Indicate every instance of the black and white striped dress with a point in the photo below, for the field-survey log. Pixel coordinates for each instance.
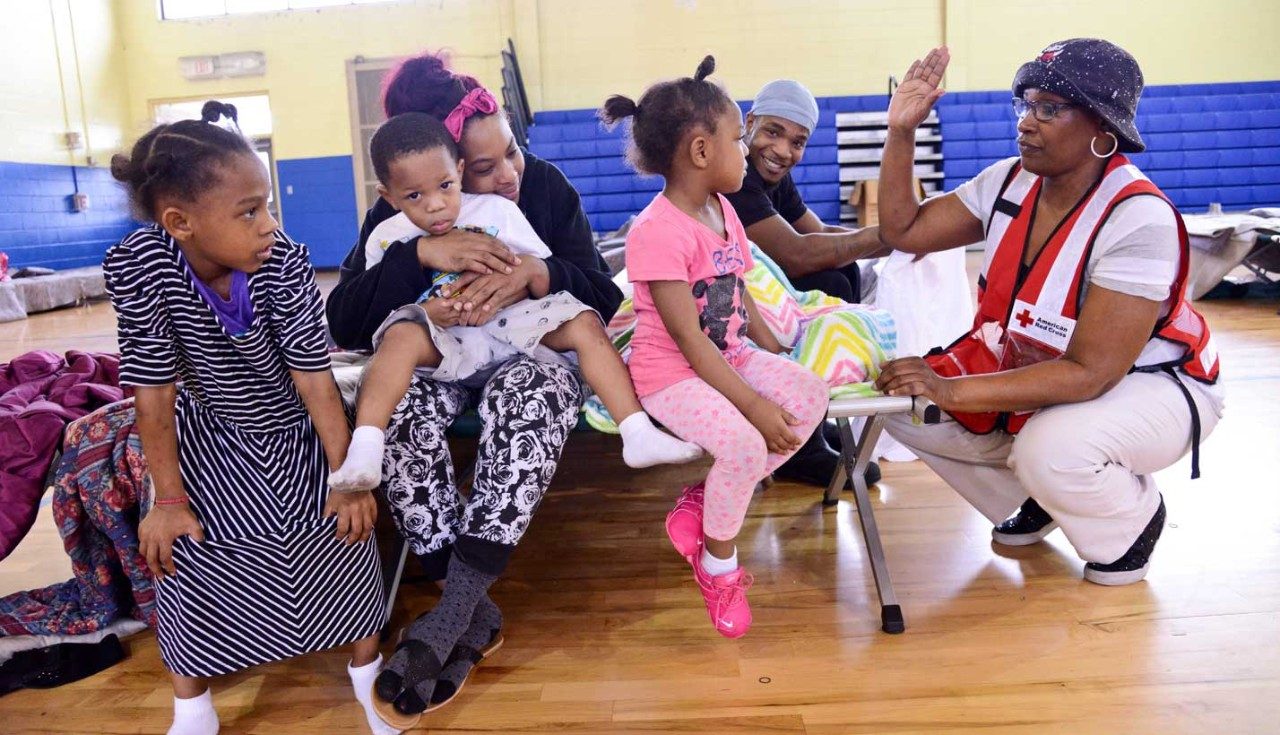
(270, 580)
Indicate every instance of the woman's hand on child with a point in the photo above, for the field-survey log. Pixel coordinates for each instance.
(159, 530)
(483, 296)
(356, 515)
(775, 424)
(464, 251)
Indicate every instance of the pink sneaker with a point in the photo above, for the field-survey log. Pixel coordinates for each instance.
(685, 523)
(726, 599)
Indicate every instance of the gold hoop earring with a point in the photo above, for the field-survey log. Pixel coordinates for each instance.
(1115, 146)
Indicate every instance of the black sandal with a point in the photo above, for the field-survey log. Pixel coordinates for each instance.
(439, 697)
(398, 706)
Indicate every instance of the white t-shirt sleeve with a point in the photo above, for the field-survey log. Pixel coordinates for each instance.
(1137, 250)
(387, 233)
(504, 217)
(979, 192)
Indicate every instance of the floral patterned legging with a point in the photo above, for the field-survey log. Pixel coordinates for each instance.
(528, 410)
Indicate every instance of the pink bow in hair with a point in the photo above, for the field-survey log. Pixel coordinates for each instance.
(478, 100)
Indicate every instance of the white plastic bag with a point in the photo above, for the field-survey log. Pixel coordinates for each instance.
(929, 298)
(932, 306)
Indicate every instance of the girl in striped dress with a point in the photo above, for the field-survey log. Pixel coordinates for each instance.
(222, 337)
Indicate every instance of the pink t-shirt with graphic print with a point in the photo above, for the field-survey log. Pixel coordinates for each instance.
(664, 243)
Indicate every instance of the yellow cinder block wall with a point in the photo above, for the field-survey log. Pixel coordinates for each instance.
(577, 51)
(50, 53)
(574, 51)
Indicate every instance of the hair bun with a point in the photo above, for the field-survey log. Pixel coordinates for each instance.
(214, 110)
(616, 109)
(211, 112)
(704, 68)
(123, 169)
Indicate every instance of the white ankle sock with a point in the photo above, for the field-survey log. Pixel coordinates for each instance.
(716, 566)
(644, 444)
(364, 466)
(195, 716)
(362, 683)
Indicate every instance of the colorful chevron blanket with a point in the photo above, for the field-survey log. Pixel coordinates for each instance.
(844, 343)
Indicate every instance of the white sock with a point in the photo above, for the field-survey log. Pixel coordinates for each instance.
(364, 466)
(362, 683)
(716, 566)
(645, 446)
(195, 716)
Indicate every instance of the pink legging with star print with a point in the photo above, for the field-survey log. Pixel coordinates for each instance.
(696, 412)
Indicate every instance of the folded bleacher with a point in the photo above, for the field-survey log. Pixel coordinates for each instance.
(1205, 144)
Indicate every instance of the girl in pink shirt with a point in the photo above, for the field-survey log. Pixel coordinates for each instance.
(702, 360)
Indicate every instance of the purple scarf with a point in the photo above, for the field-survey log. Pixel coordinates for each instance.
(236, 314)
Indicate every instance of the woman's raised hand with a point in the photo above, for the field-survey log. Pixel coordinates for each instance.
(462, 251)
(918, 91)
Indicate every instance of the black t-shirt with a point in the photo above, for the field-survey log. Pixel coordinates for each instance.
(364, 298)
(758, 200)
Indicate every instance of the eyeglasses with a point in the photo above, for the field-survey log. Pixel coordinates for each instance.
(1043, 112)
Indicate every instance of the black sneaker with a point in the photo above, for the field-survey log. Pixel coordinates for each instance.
(816, 462)
(1133, 565)
(1027, 526)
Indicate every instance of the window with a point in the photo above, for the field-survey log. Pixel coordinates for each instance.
(252, 110)
(254, 113)
(186, 9)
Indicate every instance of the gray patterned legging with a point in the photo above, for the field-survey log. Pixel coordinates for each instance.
(528, 410)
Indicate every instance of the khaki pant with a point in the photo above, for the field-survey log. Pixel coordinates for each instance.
(1088, 465)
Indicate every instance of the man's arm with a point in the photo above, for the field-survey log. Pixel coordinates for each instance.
(812, 249)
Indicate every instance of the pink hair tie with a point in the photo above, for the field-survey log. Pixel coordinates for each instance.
(478, 100)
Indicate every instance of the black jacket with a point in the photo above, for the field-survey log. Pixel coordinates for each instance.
(364, 298)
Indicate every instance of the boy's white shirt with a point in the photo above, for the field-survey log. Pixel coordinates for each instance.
(481, 210)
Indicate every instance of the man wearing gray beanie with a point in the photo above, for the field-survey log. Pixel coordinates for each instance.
(814, 256)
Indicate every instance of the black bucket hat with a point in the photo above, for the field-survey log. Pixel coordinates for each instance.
(1095, 74)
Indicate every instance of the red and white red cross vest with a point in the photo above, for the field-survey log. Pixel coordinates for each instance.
(1029, 316)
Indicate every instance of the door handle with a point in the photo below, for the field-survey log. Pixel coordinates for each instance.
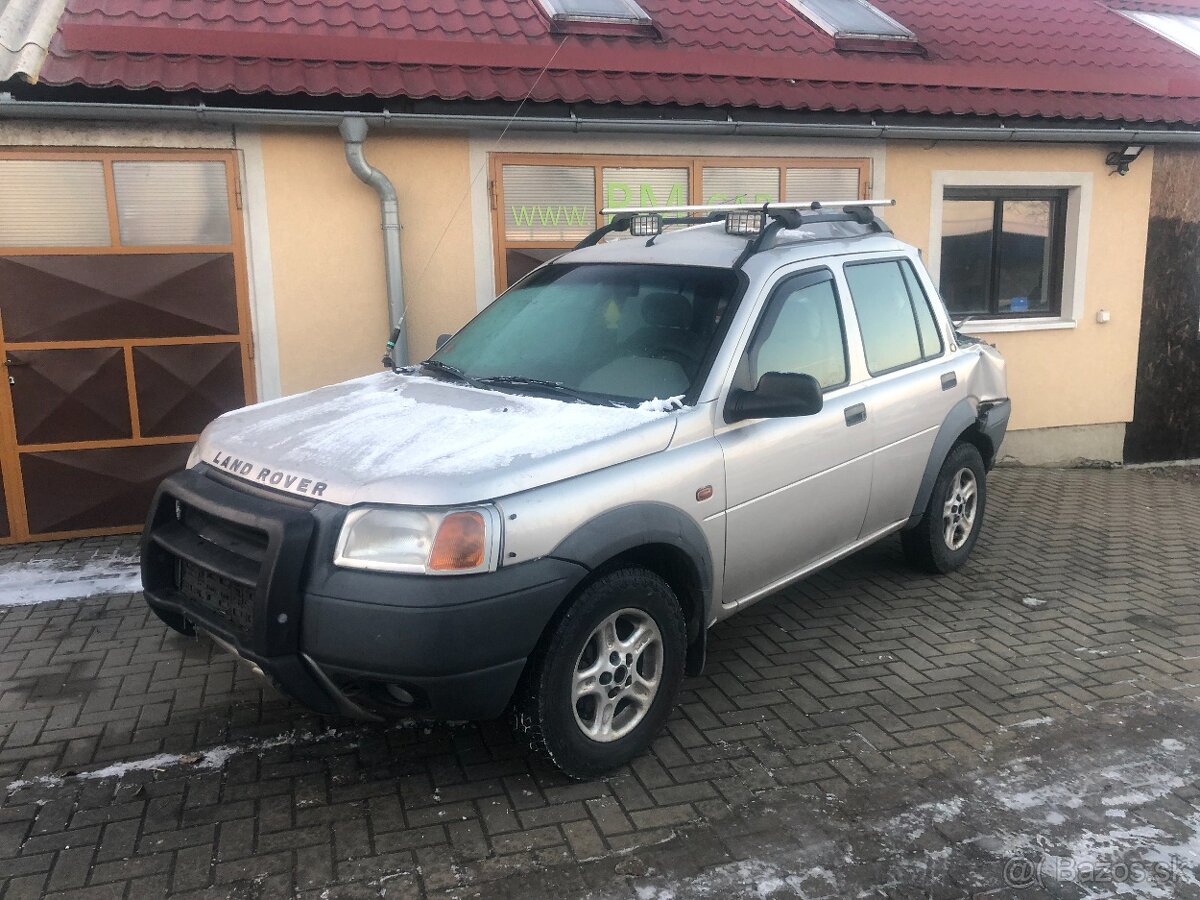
(856, 414)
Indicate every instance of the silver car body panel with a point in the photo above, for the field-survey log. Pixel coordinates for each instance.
(787, 496)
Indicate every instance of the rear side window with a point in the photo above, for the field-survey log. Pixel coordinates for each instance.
(894, 315)
(801, 331)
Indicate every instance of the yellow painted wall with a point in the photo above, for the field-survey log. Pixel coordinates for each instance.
(327, 249)
(1081, 376)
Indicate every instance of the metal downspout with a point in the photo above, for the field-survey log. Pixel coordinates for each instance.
(354, 131)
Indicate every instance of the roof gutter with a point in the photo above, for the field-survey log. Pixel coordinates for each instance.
(202, 114)
(354, 131)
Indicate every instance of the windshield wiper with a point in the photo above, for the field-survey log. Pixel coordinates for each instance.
(453, 371)
(539, 384)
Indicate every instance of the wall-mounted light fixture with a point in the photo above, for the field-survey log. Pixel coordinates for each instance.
(1121, 160)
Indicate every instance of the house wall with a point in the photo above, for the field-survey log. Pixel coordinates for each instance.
(1072, 382)
(1167, 412)
(327, 250)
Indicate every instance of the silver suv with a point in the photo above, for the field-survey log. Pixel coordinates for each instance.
(631, 444)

# EXERCISE AIM:
Without the images, write out each line of the data verbatim.

# RESPONSE:
Indicate every instance of the black and white striped dress with a point in the photo below, for the field-survey log. Pixel coordinates for each instance.
(270, 580)
Indicate every instance of the woman's hand on child with a point in the photo above, for the field-survey log. Pixel coordinates for each instance.
(159, 530)
(483, 296)
(356, 515)
(775, 424)
(464, 251)
Indicate every instance of the pink sneaker with a point in the photo above, for the field-survey log. Pixel coordinates for each instance.
(685, 523)
(726, 599)
Indicate every instance of the gold hoop earring with a point in the photo above, for the field-survey log. Pixel coordinates for each instance.
(1115, 146)
Indicate every instance of the black sandal with a point in the photo above, for the field-survey log. Pixel coordinates for each instance.
(439, 697)
(398, 706)
Indicate every instance of the white t-shirt sleeve with a point in the photo above, for the field-survey log. Pixel coordinates for each instance.
(1137, 250)
(387, 233)
(504, 217)
(979, 192)
Indicate every instance of the floral patterned legging with a point in the photo above, for the field-survey log. Pixel coordinates for each instance.
(528, 410)
Indicate every instance of the pink bow in hair with a point in the photo above, for the field-survey log. Pixel coordinates for each instance.
(478, 100)
Indicate every instance of the white plastic bag with a point in the photo above, for the field-survey log. Pixel coordinates for each instance.
(929, 298)
(932, 306)
Indicate every instance of the girl in striped dress with a point in the photo above, for the field-survey log. Pixel coordinates for each instance.
(222, 337)
Indicate every instance of the pink t-shirt with graphic print with a point in the photo above, for the field-survey log. Pixel coordinates for each instance.
(664, 243)
Indicate every instance of the yellow cinder block wall with a point in the photo above, for the field-survey log. Pixel coordinates for each instance.
(577, 51)
(50, 53)
(574, 51)
Indicate every instance of the hair bun with a point in the photo above, for the field-survey log. Pixel coordinates for each instance.
(214, 110)
(616, 109)
(211, 112)
(704, 68)
(123, 169)
Indicate every instance of the white ankle sock with a point in the photo above, for the field-survey log. Pixel coordinates for each instance.
(716, 566)
(644, 444)
(364, 466)
(195, 716)
(362, 683)
Indicate every instance of the colorful chevron blanket with a point in the photo above, for the field-survey log. Pixel coordinates for each instance.
(844, 343)
Indicate every instance of the white sock with a point in the photo above, for the field-survey log. Pixel coordinates for each instance.
(364, 466)
(362, 683)
(716, 566)
(645, 446)
(195, 716)
Indicate every instance of the pink legging with star print with a point in the photo above, for the field-survey log. Pixel coordinates for each instance.
(696, 412)
Indicate every instance of the folded bleacher with a point in the photo above, for the field-survey log. Pixel coordinates for each instance.
(1205, 144)
Indicate every instance of the girl in pink shirt with a point in the photo above, for the field-survey log. Pixel coordinates for each instance.
(702, 360)
Indicate every instance of the purple scarf with a point in the photo above, for the field-survey log. Pixel coordinates for each instance.
(236, 314)
Indicate every instance of the woman's raised hand with a point in the photo above, for the field-survey log. Pixel coordinates for each instance.
(462, 251)
(918, 91)
Indicate every instance of the black t-shirt with a point in the photo above, for the field-survey log. Pixel coordinates for each instance.
(364, 298)
(758, 200)
Indicate every instance of the eyeglasses with a point in the photo above, for the field-survey log. Pixel coordinates for each instance.
(1043, 112)
Indicate every instance of the black sneaker with a point in the photo above, for the field-survey log. Pixel coordinates for each instance.
(816, 462)
(1133, 565)
(1027, 526)
Indicate every instance of the window with a point in the photo above, for the field-survey log. Pixel coordinates for each instance.
(252, 110)
(254, 113)
(186, 9)
Indicate every instance of the gray patterned legging with a point in the photo above, for the field-survey log. Pixel coordinates for each instance.
(528, 410)
Indicate every instance of the khaki pant with a point in the photo above, for the field-survey log. Pixel coordinates for each instance.
(1088, 465)
Indicate every instance of the man's arm with a point in the photo above, for the field-survey log. Pixel coordinates for each instance.
(812, 249)
Indicate every instance of the pink hair tie with a point in the photo above, for the field-survey log. Pixel coordinates for each instance.
(478, 100)
Indicate every instance of the black jacket with a point in the photo above, for the field-survey log. Pixel coordinates for each instance.
(364, 298)
Indicate every instance of the boy's white shirt with a point in the photo above, for the field-survey log. Pixel coordinates for each instance.
(481, 210)
Indicate every instance of the man wearing gray beanie with a point in the photo above, for the field-survey log. Pixel coordinates for each instance.
(814, 256)
Indicate every instance of the black bucket hat with a point in the photo above, for the field-survey log. Pixel coordinates for each instance.
(1095, 74)
Indicate every instance of the red and white red cross vest with a point in the photo above, for the field-survey log. Pixel coordinates for each instance.
(1029, 316)
Indicate every instance of the door handle with a point in the photo below, for the field-survey log. Pixel coordinates for each instance.
(856, 414)
Indicate every instance of the silver car body panel with a point in the photo above, for the field-survey log. Pixel coordinates for each instance.
(787, 496)
Indicate every instance of the rear side window with a point in the photo above, for the field-survey log. Pixel coordinates for each instance.
(894, 315)
(801, 331)
Indicate every instance of the yellow painted wall with a point in the photo above, for the field-survey log. Pixel coordinates for each instance.
(327, 249)
(1081, 376)
Indicate every instance of the metal downspout with a point in the photo above, for the field-survey log. Pixel coordinates for each instance.
(354, 131)
Indicate every instance of the roof gutter with a point in the photo above, for the field-survey log. Pixel coordinates for each instance.
(202, 114)
(354, 131)
Indicate every instance of the windshield wiper with a point in the photo above, for the field-survey log. Pixel coordinates for each instance.
(453, 371)
(539, 384)
Indicate every instance of the wall-mounted light fixture with a point in the photo above, for the field-survey log. Pixel coordinates for each instance.
(1121, 160)
Indicate every instance of the house wall with a point in the photo above, for the field-survey log. Pixel coordinates for each instance.
(1072, 382)
(1167, 412)
(327, 250)
Indicate every instance of the silver suv with a point in the photo above, for the field-survey log. Pixel coordinates for each instance.
(631, 444)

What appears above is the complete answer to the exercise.